PROMPT 1
According to the page excerpt, in what year did Joseph Beuys begin the lecturing activities called the 'Energy Plan for Western Man'?
PROMPT 2
Reproduce the passage of the page excerpt starting at "Dalai Lama: Hmm.." and ending at "a stage further.".
PROMPT 3
Name every kind of Western thinking that the page excerpt says brought about the current crisis.

PAGE EXCERPT
▽

L.W.: Yes.. It seems the artist’s work is the step before meditation.. he hopes to stimulate that.. Or, at least certain artists do..
Dalai Lama: Hmm..
For his lecturing activities, from 1973 on, across Europe and to the U.S.A., called the ‘Energy Plan for Western Man’, it was the aim of Joseph Beuys to extend the notion of sculpture to that of the ‘Social Sculpture’, to ultimately appeal for a regeneration of thinking, and to make his statement of faith in humankind’s ability to emerge from the current crisis, brought about as a result of positivist, materialist and mechanistic thinking in the West, and to evolve a stage further.

△

INFORMATION SUPPLIED
▽

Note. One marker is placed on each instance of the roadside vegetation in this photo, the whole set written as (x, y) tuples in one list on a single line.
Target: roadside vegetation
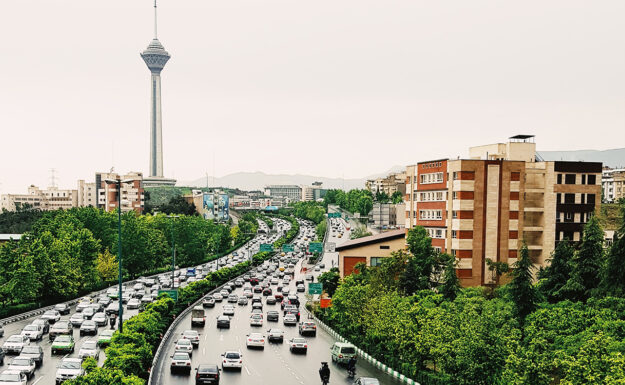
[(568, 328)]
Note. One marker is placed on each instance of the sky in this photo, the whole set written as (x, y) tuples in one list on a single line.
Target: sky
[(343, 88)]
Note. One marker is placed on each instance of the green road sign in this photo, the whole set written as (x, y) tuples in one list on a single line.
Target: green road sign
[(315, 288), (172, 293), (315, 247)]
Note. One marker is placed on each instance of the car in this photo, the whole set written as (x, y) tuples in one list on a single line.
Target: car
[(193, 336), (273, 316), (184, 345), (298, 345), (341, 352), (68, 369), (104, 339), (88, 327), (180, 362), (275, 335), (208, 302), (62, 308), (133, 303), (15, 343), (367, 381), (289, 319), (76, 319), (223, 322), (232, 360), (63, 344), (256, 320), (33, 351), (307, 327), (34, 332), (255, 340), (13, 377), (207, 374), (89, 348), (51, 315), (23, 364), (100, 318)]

△
▽

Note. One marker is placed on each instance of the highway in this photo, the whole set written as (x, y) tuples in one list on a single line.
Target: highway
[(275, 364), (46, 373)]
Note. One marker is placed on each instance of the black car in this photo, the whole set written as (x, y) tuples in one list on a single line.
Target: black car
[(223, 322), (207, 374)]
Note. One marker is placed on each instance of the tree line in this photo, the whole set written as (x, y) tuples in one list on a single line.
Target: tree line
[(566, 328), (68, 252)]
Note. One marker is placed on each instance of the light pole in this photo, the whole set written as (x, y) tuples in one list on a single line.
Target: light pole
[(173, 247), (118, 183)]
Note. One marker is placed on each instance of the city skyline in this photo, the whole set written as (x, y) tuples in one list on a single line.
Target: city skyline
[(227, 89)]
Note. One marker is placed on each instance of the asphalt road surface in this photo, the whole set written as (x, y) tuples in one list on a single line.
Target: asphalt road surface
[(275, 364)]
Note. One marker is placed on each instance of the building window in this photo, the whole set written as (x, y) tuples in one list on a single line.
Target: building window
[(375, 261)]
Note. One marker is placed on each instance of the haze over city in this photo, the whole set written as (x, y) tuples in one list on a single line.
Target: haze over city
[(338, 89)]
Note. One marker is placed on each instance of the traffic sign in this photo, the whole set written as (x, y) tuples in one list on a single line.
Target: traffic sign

△
▽

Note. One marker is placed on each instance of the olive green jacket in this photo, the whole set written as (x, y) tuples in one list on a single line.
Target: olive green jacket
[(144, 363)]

△

TASK RESULT 1
1973

TASK RESULT 2
Dalai Lama: Hmm..
For his lecturing activities, from 1973 on, across Europe and to the U.S.A., called the ‘Energy Plan for Western Man’, it was the aim of Joseph Beuys to extend the notion of sculpture to that of the ‘Social Sculpture’, to ultimately appeal for a regeneration of thinking, and to make his statement of faith in humankind’s ability to emerge from the current crisis, brought about as a result of positivist, materialist and mechanistic thinking in the West, and to evolve a stage further.

TASK RESULT 3
Positivist, materialist and mechanistic thinking.